* The tasks *
1 - Answer these questions about the road trip blog, one per line:
(a) How high can the temperature get in Death Valley in August?
(b) For which two cities do hotels still need to be booked?
(c) Where have Cactus Killer and Silly Squirrel set up their staging area?
2 - Continue the road trip blog from the point where it stops.
───── Article ─────
Under the Hood…

With freedom comes responsibility… And I have the great responsibility of getting us all there and back again safely. Which is exactly what brought me to the Jeep dealership the other day.

We need to make sure our vehicle can withstand the grueling workout it is going to get. Our greatest concern is the extreme conditions of Death Valley in August where it can get as high as 130 degrees farenheit!

Our Jeep becomes more than  just a mode of transport out there. It becomes a critical tool for survival. So having it checked out by our mechanic is important. And it is also important that we be able to do some emergency service in case something breaks down out in the desert.

So that means, we’d better know how to change a flat tire, and it was also suggested by those more experienced with Jeeping in the desert, that we carry some spare hoses, fan belt and so forth… and following up on that, I found myself getting a tutorial in changing radiator hoses and replacing the fan belt!

It was interesting to learn about what is under the hood of my Jeep, even though I hope I will never have to use that knowledge in the field!!!! But somehow it just seemed appropriate to start the story of our road trip with the hood of the Jeep open…

posted by Blue Coyote in On the Road and have No Comments

One month to go…

In a month we will be hitting the road… and I am finally starting to get a bit excited about the trip. I know that sounds strange, as we have been planning for months! But maybe because we HAVE been planning for months, “working on the trip plans” has become almost “routine,” and I haven’t allowed myself the luxury of getting really excited about it until now…

It is a good feeling, especially since we are pretty well prepared for departure and we’ve got a solid and detailed “roadmap.”

Actually we have lots and lots of road maps… one for almost every state we will be driving through… plus a detailed street atlas of the USA… plus the specific Route 66 mapset… plus topo maps of the deserts… plus two briefing books with turn by turn directions… and I am trying to decide if i should bring my GPS (though it is actually for aviation, and I would have to buy some kind of road map update I guess… so am really not sure it is worth taking… I mean how lost can we really get with all those maps!!!!!)

And in addition to all the maps, we have a program outline, a timeline (which I hesitate to call a “schedule” because that sounds like we are locked into it, and I have done my best to leave enough flexibility while still creating a plan that will get us there and back again in the alloted timeframe), and a resource list. We have all our backcountry permits, and things that needed to be reserved are almost all done (we still need to book hotels for LA and SF… and finish the plan for the last 6 days, which includes Cajun country and New Orleans… and firm up reservations for a couple of the en route activities that need advance reservations… so in that sense we still have a bit of work to do).

In terms of supplies and equipment, we have most of what we need. And we know what we still need to buy… (not much, apart from things we really need to get at the last minute, like food items, cleaning supplies, tapestock and other consumables). I have already set up a staging area here in NY (and Cactus Killer and Silly Squirrel have done the same in Paris)…

Now we just have to get thru the month, and we’ll be riding freedom’s road!

posted by Blue Coyote in Anticipation and have Comments (2)

Counting down…

Now we begin the real countdown and put our preparations into overdrive as the trip is fast approaching…

In just 5 weeks Cactus Killer and Silly Squirrel will be in NY!
───── Items ─────
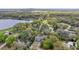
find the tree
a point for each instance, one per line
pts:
(47, 44)
(49, 41)
(2, 37)
(9, 40)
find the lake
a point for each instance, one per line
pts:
(7, 23)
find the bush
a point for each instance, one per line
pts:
(9, 40)
(2, 37)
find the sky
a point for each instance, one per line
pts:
(39, 4)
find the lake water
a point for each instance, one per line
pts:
(7, 23)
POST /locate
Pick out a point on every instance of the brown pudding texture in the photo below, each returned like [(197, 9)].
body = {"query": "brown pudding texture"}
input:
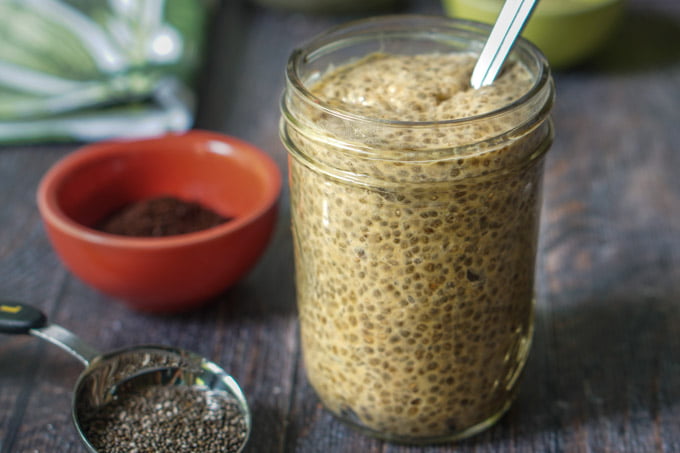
[(415, 284)]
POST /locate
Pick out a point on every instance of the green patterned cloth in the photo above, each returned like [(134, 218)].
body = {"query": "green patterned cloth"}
[(94, 69)]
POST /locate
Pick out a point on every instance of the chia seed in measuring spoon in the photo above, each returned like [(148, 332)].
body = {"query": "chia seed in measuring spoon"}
[(144, 398)]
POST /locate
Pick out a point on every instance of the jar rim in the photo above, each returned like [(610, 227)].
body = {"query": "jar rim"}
[(411, 24)]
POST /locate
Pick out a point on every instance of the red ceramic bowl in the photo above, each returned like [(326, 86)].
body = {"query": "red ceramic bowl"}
[(171, 273)]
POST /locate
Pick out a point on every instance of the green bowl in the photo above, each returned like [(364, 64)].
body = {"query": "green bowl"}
[(567, 31)]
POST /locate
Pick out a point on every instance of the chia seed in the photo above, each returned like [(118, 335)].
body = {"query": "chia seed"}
[(166, 419)]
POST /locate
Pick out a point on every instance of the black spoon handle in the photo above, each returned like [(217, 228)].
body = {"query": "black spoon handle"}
─────
* Solved tasks *
1 -
(a) As high as 130 degrees.
(b) LA and SF.
(c) In Paris.

2 -
Everything needs to be ready for D-Day… 9 July!

Overall we are in good shape with the planning and trip prep. Luckily we started so far ahead it was not a mad dash of planning… However, we still have more to do to finalize plans and get everything into place.

posted by Blue Coyote in Planning and have No Comments

Walking the walk…

Have been continuing to work on building up my endurance so that i will be ready when we hit the trail. I think the biggest challenge will now be the Zion Narrows hike, as that will be two days of walking 6.5 hours per day thru a river. It doesn’t sound so hard on paper, but I am sure walking thru water isn’t as simple as a walk in the park… and so I have decided that I will make sure that I am ready by training on a longer walk…

So yesterday for my “walk in the park” i took the backpack too… and did 6.5 miles (the actual distance we will have to walk each of the days)… 3 hours (on normal trails… not thru water)…

I have decided to train up for an 8 hour walk on normal trails…because I do these walks without stopping… and I am sure that the 6.5 hour time that the rangers estimate includes some stops (as they say so on their trail map)…

Then I will try one day at least to go down to the beach and walk along the coast in the water (with shoes, clothes and backpack)… just to get an idea of the difference…

posted by Blue Coyote in Shaping up for the Trail and have No Comments

Checking out the Big Tent…


The tent, unrolled and on the tarp...

Today was a nice enough day outside to check out the big tent and do the seam sealing. I decided to time myself to see how long it would take to put it up for the very first time (figuring that as we learn how to do it, it will go much faster).

I started at 11:04am and had it up by 11:43am — all by myself! (I didn’t bother to put the fly on, though, as I was just doing the seam sealing, and that wouldn’t make sense, as i wouldn’t be able to reach the seams!)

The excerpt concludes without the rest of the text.